[Point-based annotation data]
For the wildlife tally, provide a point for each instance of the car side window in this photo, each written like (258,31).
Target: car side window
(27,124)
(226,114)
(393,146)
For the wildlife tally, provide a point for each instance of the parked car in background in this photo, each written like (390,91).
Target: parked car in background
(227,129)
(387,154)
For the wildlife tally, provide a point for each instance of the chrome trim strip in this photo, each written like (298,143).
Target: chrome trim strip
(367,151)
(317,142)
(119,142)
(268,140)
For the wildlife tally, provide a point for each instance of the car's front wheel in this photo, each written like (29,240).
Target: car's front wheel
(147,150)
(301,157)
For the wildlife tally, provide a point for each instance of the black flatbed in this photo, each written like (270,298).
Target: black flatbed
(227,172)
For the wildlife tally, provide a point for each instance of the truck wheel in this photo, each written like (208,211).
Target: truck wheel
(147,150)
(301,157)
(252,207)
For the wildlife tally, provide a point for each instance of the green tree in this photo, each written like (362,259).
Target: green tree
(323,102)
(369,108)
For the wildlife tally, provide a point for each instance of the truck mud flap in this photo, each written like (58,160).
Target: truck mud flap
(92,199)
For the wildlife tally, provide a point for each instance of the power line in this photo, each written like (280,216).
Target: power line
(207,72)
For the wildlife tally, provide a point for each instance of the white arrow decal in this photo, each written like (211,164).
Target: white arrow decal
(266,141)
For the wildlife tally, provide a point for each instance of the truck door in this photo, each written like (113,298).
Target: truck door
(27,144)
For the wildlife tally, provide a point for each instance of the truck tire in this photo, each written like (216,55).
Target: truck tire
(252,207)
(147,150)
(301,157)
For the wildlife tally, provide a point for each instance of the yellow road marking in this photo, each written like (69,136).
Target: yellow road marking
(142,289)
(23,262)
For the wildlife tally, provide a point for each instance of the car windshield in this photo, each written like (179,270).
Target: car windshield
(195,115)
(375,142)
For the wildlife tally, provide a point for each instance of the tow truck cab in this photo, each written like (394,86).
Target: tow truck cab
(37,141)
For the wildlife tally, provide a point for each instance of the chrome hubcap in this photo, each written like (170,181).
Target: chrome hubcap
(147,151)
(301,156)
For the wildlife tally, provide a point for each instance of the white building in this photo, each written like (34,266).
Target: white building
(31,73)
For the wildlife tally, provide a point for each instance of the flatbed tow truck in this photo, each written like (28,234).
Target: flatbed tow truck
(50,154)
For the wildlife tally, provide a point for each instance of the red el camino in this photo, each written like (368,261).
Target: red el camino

**Do this**: Word for word, write out the data.

**Final result**:
For the wildlife tally, provide a point for each instance of the car side window in this photo, each written like (258,31).
Target: car side window
(27,124)
(226,114)
(393,146)
For the wildlife tally, provide a point for each instance of the parked car in background in this photo, each written like (390,91).
Target: parked car in background
(227,129)
(387,154)
For the wildlife tally, provide a point for each instance of the chrome trim strip in this photo, each written like (298,143).
Target: chrome trim strip
(367,151)
(317,142)
(119,142)
(268,140)
For the wildlife tally, provide a point for each instance of the car's front wheel in this photo, each written like (29,240).
Target: car's front wheel
(147,150)
(301,157)
For the wildlife tally, provide a point for each instance of the black flatbed in this photo, each written like (270,298).
Target: black flatbed
(227,172)
For the wildlife tally, provide a point for each instance of the truck wheel in this photo, each written like (208,211).
Target: truck wheel
(147,150)
(301,157)
(252,207)
For the wildlife tally, provide a point for each instance of the green tree in this photo, each written like (362,259).
Target: green tree
(323,102)
(369,108)
For the wildlife tally, provide a point for each instance of the truck mud flap in this photo, each written like (58,160).
Target: truck mud flap
(92,199)
For the wildlife tally, provide a point for each instance of the power line in this photo, each written like (280,216).
Target: power line
(207,72)
For the wildlife tally, provide a point for each instance of the white arrow decal in this photo, each written like (211,164).
Target: white arrow decal
(266,141)
For the wildlife tally, provide a point for each instance of the truck door in this photo, each written like (113,298).
Target: truck door
(27,144)
For the wildlife tally, provide a point for each instance of the truck tire in this photo, each written like (216,55).
Target: truck tire
(252,207)
(147,150)
(301,157)
For the wildlife tally, provide a point for each instance of the yellow road marking in this photo, each written like (69,136).
Target: yellow road marking
(142,289)
(23,262)
For the wildlife tally, provide a point for each instance of the car windshield in this photo, each written like (179,270).
Target: car windshield
(195,115)
(375,142)
For the wildlife tally, provide a point for each instance of the tow truck cab in this photo, each written like (394,86).
Target: tow truck cab
(37,141)
For the wildlife tally, provide a point for each instance of the chrome hubcap in this photo, each written like (170,181).
Target: chrome hubcap
(147,151)
(301,156)
For the wildlife tally, provide a point for each instance of the white building in this photo, each written like (34,266).
Target: white building
(31,73)
For the wildlife tally, provide a point for each instance of the flatbed tow truck in this photo, each written like (28,234).
Target: flatbed tow truck
(50,154)
For the wildlife tally, provide a point for each instance of the red el camino in this photo, each written like (368,261).
Target: red el camino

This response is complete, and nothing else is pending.